**PROBLEM DETAILS**:
Will you write out all the entries below exactly?
____ DATA RECORDS
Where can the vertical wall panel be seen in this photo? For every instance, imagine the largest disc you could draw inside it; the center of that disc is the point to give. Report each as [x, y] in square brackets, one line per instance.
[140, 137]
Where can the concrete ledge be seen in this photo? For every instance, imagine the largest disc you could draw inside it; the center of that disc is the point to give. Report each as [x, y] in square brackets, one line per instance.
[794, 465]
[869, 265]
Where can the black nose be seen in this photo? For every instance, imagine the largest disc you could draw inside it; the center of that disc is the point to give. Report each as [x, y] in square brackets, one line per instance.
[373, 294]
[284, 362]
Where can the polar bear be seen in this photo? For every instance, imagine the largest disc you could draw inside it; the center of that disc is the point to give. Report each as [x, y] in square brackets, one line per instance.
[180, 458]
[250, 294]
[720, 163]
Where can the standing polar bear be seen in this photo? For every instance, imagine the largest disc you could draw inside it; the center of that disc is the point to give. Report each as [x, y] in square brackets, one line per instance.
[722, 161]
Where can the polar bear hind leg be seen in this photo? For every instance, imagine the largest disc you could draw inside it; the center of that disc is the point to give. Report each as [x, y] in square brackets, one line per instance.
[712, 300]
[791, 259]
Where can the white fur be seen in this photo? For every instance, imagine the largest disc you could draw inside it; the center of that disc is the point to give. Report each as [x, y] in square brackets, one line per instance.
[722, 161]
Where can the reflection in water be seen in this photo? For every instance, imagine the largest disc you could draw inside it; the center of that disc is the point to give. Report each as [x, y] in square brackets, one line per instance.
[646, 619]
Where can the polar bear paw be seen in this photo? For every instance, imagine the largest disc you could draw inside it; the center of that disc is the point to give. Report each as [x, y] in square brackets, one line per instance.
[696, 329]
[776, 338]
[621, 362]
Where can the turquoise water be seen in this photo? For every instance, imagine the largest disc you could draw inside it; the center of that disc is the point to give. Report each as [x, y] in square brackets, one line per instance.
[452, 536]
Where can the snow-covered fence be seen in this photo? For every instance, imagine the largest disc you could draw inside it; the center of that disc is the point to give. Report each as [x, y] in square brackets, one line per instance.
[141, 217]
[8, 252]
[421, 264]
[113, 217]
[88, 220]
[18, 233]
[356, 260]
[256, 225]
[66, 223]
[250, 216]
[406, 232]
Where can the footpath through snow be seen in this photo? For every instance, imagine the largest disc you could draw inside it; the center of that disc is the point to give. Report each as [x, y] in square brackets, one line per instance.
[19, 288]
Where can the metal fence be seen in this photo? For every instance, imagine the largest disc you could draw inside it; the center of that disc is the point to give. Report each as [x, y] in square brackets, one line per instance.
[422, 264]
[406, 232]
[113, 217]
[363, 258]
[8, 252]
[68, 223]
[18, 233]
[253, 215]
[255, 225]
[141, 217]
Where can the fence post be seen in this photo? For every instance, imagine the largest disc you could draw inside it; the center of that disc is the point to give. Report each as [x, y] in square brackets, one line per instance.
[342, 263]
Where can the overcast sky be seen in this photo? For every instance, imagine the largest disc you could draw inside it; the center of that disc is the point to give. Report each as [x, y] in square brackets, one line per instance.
________
**ANSWER BOX**:
Where can the vertical wall panel be seen in this photo? For every instance, imagine the largest disc you could draw inside it; the center of that disc is the point to give. Report each as [x, y] in square brackets, one line per instance.
[140, 137]
Where can the concrete ledge be seen in this photo? For every instance, imagine the largest disc you could draw inside it; the center of that disc is the point to give. Report each as [x, y] in square brackets, one line per instance.
[794, 465]
[869, 265]
Where can the black nose be seen in this photo? For every instance, imagine the largest disc you could draw inside it; the center of that disc is the point to give. Report each as [x, y] in square brackets, one line per instance.
[373, 294]
[284, 362]
Where can the polar bear be seen in this photo? For every instance, imagine the largest disc you could draw inside it; the center of that disc is the point to give. Report each as [x, y] in square brackets, one line per instance.
[180, 458]
[250, 294]
[720, 163]
Where can the standing polar bear be seen in this photo? For every instance, imagine the largest disc you could draw inside it; the center of that disc is the point to give. Report each as [x, y] in square brackets, one line per instance.
[722, 161]
Where can the polar bear hind leg be seen in this photo? For every instance, imagine the largest disc you could draw inside it; the center of that disc is the point to give. Report each as [x, y] in square brackets, one line per instance.
[712, 300]
[791, 259]
Where can the white fur be seen in this photo? For every instance, imagine the largest disc you could draw inside it; the center of that disc is the point to give. Report each as [x, y] in square brackets, one line per instance.
[722, 161]
Where can the reflection in water be seen in this photo? For every instance, imagine the largest disc you could draw inside it; the center of that disc is the point to give. Report each as [x, y] in square brackets, one line per instance.
[646, 619]
Where can the polar bear paw be seen in this photo? For every instance, imagine the largest disc you could draw inside it; the center of that disc is the point to give. Report each as [x, y] in square brackets, one line per instance.
[696, 329]
[776, 338]
[621, 362]
Where can the turquoise water be seen in this photo? For every instance, imagine the largest disc you could draw inside it; the center of that disc is the point to give. Report each as [x, y] in square brackets, one line per instance.
[452, 536]
Where can the snow-covered fence be seen in this photo? For every instance, imagine the largest disc you could draw inside it; the center of that disc is the point to give. Report each as [x, y] in square brackets, one line per instance.
[141, 217]
[8, 252]
[421, 264]
[113, 217]
[88, 220]
[18, 233]
[356, 260]
[256, 225]
[66, 223]
[250, 216]
[406, 232]
Where can the footpath through snow be seen in this photo? For every instance, imagine the largest disc you could draw inside it; the center of that disc is the point to give. Report each as [x, y] in square brackets, one line per instance.
[19, 288]
Where can the metal fence be seen in this photo? For every instance, imagine the largest disc you could draw inside it; the center of that disc is the point to give. Report each as [x, y] in square brackets, one line per instance.
[422, 264]
[406, 232]
[113, 217]
[363, 258]
[8, 252]
[68, 223]
[18, 233]
[253, 215]
[255, 225]
[141, 217]
Where can the fence post be seen in this photo? For every instance, imagine the largest disc you could draw inside it; the center of that disc is the point to give. Report each as [x, y] in square brackets, one line per instance.
[342, 263]
Where can the overcast sky be seen in this photo? For every instance, imagine the largest disc you could draw inside it; the center of that disc is the point to give. Report each as [x, y] in square brackets, one line per instance.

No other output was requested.